— Begin Data extract —

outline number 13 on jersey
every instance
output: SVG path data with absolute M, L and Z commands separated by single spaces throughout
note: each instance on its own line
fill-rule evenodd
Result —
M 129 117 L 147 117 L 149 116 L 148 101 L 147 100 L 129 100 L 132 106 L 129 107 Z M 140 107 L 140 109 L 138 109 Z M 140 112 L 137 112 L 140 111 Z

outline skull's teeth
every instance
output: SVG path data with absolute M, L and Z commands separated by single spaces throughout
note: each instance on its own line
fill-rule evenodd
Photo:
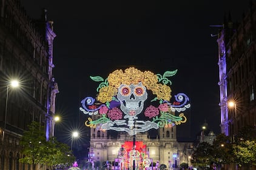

— End Data extract —

Task requirements – Reproduce every line of the items above without changing a character, and leave out the pictures.

Solution –
outline number 13 on jersey
every instance
output: SVG path data with absolute M, L and Z commands separated by single spaces throughout
note: each instance on its own line
fill-rule evenodd
Result —
M 129 117 L 147 117 L 149 116 L 148 101 L 147 100 L 129 100 L 132 106 L 129 107 Z M 140 107 L 140 109 L 138 109 Z M 140 112 L 137 112 L 140 111 Z

outline skull's teeth
every instance
output: SVG path data with absolute M, L and Z commands separated by single spaces throughout
note: each instance on its own line
fill-rule evenodd
Photo:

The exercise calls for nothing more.